§ YOUR OBJECTIVE: Output the records in full, exactly as given.

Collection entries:
━━━━━━━━

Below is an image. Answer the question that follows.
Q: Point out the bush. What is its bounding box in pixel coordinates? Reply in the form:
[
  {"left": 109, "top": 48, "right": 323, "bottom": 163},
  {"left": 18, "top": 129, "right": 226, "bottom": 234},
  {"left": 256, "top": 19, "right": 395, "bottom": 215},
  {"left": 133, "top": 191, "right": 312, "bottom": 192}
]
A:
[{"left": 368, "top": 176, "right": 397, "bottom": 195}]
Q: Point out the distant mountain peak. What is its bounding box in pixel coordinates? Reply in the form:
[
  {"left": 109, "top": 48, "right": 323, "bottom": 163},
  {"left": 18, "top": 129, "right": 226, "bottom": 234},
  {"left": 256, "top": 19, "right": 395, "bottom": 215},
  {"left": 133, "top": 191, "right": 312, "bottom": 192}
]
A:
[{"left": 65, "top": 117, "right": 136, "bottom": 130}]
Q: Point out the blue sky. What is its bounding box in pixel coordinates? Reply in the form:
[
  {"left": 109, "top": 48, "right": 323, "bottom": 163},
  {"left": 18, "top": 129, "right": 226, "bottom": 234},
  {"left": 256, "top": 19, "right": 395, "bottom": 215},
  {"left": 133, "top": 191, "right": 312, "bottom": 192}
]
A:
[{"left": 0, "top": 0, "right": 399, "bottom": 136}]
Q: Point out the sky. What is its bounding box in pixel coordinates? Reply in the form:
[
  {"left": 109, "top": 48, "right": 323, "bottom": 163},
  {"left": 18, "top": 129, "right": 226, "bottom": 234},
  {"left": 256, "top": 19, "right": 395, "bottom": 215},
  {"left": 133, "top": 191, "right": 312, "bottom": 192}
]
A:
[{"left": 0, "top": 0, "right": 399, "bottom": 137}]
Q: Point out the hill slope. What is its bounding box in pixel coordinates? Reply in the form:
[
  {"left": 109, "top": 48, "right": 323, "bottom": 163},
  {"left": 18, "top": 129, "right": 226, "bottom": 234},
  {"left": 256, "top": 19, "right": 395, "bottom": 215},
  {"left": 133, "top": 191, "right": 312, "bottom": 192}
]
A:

━━━━━━━━

§ RESPONSE BELOW:
Below is an image. Answer the question that follows.
Q: Point out the bush. What is its bounding box in pixel coordinates? Reply in the form:
[
  {"left": 109, "top": 48, "right": 323, "bottom": 163},
  {"left": 18, "top": 129, "right": 226, "bottom": 234},
  {"left": 256, "top": 19, "right": 395, "bottom": 215},
  {"left": 133, "top": 191, "right": 312, "bottom": 192}
]
A:
[{"left": 368, "top": 176, "right": 397, "bottom": 195}]
Q: Point out the distant mountain peak. What is its bounding box in pixel coordinates? Reply in the form:
[
  {"left": 109, "top": 48, "right": 323, "bottom": 163},
  {"left": 18, "top": 129, "right": 226, "bottom": 234},
  {"left": 256, "top": 19, "right": 395, "bottom": 215},
  {"left": 133, "top": 191, "right": 312, "bottom": 192}
]
A:
[{"left": 65, "top": 117, "right": 136, "bottom": 130}]
Q: Point out the blue sky. What is its bounding box in pixel coordinates? Reply in the form:
[
  {"left": 109, "top": 48, "right": 323, "bottom": 163},
  {"left": 18, "top": 129, "right": 226, "bottom": 234},
  {"left": 256, "top": 19, "right": 395, "bottom": 215},
  {"left": 133, "top": 191, "right": 312, "bottom": 192}
]
A:
[{"left": 0, "top": 0, "right": 399, "bottom": 136}]
Q: Point out the sky. What is its bounding box in pixel coordinates? Reply in the form:
[
  {"left": 109, "top": 48, "right": 323, "bottom": 163},
  {"left": 18, "top": 129, "right": 226, "bottom": 234},
  {"left": 256, "top": 19, "right": 395, "bottom": 215},
  {"left": 133, "top": 191, "right": 312, "bottom": 192}
]
A:
[{"left": 0, "top": 0, "right": 399, "bottom": 137}]
Q: Point out the hill slope. What is its bounding box in pixel coordinates? Reply in the form:
[
  {"left": 109, "top": 48, "right": 323, "bottom": 163},
  {"left": 18, "top": 129, "right": 226, "bottom": 234},
  {"left": 256, "top": 19, "right": 395, "bottom": 215},
  {"left": 133, "top": 191, "right": 312, "bottom": 192}
]
A:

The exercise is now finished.